_What is expected_. Continue the text on the vaginal microbiome from its final sentence.

_Document text_.
====
Studies have shown that changes in vaginal microbiology, also known as dysbiosis, are associated with many pathological conditions, including infertility, miscarriage and premature birth.
A recent study looking at the vaginal microbiota of women undergoing IVF discovered that women with a low percentage of Lactobacillus in the vaginal microbiome had a lower rate of success in embryo implantation. This indicates that an abnormal vaginal microbiota may negatively affect the clinical pregnancy rate in IVF patients.
Earlier this year, a new study investigating the vaginal microbial composition and the local immune response in chromosomally normal and abnormal miscarriages, found that changes to a mother’s vaginal microbiome may be associated with pregnancy loss.
How Can I Support My Vaginal Microbiome?
There are many strategies to improve the health of the VBM; these include a healthy diet rich in fibre, prebiotic and probiotic-rich foods, adequate exercise and sleep, stress management, limiting drugs and alcohol and good hygiene practices.
I want to focus on good hygiene practices here because this is definitely a grey area with clients.
====
_Material supplied_.
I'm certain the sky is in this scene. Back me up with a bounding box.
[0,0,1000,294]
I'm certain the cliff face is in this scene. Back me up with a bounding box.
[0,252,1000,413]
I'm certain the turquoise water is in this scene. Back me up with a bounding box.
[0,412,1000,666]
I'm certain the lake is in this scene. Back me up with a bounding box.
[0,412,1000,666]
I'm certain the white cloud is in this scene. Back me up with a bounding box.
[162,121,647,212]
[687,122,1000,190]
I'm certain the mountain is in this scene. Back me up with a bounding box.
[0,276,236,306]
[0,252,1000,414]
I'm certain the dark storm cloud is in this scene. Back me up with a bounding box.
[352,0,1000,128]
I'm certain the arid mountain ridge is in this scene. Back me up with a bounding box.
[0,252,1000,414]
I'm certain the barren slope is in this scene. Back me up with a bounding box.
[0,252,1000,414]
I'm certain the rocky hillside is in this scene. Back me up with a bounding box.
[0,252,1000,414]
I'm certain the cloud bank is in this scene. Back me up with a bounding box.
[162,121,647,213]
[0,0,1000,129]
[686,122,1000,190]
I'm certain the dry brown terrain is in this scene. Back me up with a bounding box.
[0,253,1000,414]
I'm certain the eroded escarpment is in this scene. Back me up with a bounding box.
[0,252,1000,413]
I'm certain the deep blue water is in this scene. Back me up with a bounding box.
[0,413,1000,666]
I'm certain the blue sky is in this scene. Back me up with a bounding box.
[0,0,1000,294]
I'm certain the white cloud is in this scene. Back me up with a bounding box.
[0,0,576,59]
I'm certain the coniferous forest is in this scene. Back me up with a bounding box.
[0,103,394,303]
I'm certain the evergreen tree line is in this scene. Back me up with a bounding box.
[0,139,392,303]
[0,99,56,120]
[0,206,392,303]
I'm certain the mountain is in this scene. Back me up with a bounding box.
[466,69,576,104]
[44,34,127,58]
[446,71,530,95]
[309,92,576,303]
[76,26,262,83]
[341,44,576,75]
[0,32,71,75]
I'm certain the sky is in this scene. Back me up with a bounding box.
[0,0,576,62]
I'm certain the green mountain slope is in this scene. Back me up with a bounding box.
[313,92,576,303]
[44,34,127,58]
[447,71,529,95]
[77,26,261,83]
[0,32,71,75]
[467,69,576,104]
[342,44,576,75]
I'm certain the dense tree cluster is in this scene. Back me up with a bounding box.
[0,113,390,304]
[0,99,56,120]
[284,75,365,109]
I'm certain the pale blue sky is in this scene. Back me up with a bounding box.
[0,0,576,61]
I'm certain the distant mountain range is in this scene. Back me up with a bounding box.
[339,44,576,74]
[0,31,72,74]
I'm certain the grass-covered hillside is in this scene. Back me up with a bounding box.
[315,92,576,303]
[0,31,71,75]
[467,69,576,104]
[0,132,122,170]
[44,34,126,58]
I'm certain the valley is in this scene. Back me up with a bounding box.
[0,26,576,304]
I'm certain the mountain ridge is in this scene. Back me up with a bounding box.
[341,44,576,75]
====
_Response below_.
Frequent use of vaginal sprays and douches should be avoided to prevent irritation from the chemicals. Soaps should also be avoided as they can disrupt the PH of the vagina. A good alternative is castor oil soap.
For people with infections, avoid wearing G-strings or thongs on a daily basis. The anus and vagina are in close proximity and therefore the migration of bacteria from one area to another is aided when wearing these garments. Choose breathable natural fibres that promote airflow to the area.
When you go to the toilet, always wipe away from the vagina.
Change tampons and moon cups after a bowel movement and avoid wearing tampons when your period is light to avoid cotton wool being left behind.
Choose organic sanitary wear - Raphael, Yoni, Naturacare, and even Tampax offer an organic range.
Wash the vagina after sexual intercourse or exercise.
Avoid smoking as nicotine is directly secreted into the vagina and impacts the VMB.
Avoid lubricants or barrier methods that do not contain chemicals that can alter the PH of the vagina. YES BABY is a great brand offering natural solutions.
Another important part of maintaining a healthy vaginal microbiome is tuning in to different feelings down there, noticing (and not dismissing) aches and pains, abnormal coloured discharge and strange odours, as these symptoms could indicate a possible infection which will need to be addressed.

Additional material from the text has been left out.